**Stored dataset items:**
________________

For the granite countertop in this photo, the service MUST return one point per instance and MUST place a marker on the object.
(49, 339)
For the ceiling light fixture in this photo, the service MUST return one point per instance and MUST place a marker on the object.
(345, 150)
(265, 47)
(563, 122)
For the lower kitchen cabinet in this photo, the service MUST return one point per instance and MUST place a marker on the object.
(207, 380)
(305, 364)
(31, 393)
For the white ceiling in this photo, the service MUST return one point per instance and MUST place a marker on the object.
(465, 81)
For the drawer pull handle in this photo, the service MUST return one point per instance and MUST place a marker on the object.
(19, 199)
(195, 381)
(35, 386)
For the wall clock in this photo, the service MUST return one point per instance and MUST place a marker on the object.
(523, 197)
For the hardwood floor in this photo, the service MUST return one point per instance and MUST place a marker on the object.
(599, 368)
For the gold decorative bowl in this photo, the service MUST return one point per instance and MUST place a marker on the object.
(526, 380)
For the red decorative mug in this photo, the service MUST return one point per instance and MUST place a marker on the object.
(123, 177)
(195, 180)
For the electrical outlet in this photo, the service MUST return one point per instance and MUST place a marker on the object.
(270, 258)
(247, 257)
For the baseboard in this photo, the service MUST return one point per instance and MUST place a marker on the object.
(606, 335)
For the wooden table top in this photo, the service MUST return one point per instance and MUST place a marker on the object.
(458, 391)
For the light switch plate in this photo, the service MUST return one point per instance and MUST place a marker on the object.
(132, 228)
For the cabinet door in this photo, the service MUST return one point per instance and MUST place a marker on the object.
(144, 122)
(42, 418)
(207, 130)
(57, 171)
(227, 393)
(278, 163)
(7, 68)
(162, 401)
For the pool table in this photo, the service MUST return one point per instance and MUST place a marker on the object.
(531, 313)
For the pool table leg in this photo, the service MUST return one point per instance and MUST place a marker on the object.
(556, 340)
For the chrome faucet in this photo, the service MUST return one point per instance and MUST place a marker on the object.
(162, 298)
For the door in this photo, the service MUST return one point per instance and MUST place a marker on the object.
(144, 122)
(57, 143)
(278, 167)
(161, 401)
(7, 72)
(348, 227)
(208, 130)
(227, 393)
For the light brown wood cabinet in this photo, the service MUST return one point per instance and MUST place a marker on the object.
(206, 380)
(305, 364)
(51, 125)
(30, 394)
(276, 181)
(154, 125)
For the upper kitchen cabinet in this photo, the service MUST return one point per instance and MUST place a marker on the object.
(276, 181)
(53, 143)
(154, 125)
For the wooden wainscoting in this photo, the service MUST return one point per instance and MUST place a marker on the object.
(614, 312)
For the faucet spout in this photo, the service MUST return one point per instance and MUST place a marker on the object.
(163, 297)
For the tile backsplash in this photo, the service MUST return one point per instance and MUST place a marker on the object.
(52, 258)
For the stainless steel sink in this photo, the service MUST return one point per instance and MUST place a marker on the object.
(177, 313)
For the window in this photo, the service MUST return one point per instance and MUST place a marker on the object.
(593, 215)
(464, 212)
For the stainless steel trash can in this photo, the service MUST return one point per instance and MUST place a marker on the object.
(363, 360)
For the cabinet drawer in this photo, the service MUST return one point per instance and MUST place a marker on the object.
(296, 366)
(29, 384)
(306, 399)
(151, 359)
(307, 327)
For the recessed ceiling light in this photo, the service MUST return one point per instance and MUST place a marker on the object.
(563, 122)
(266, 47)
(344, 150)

________________

**TASK OBJECTIVE:** May I have exactly the lines from the one containing "For the recessed" through the last line of the data, both included?

**ANSWER FOR THE TASK:**
For the recessed ceiling light in this photo, the service MUST return one point per instance and MUST place a marker on the object.
(563, 122)
(266, 47)
(344, 150)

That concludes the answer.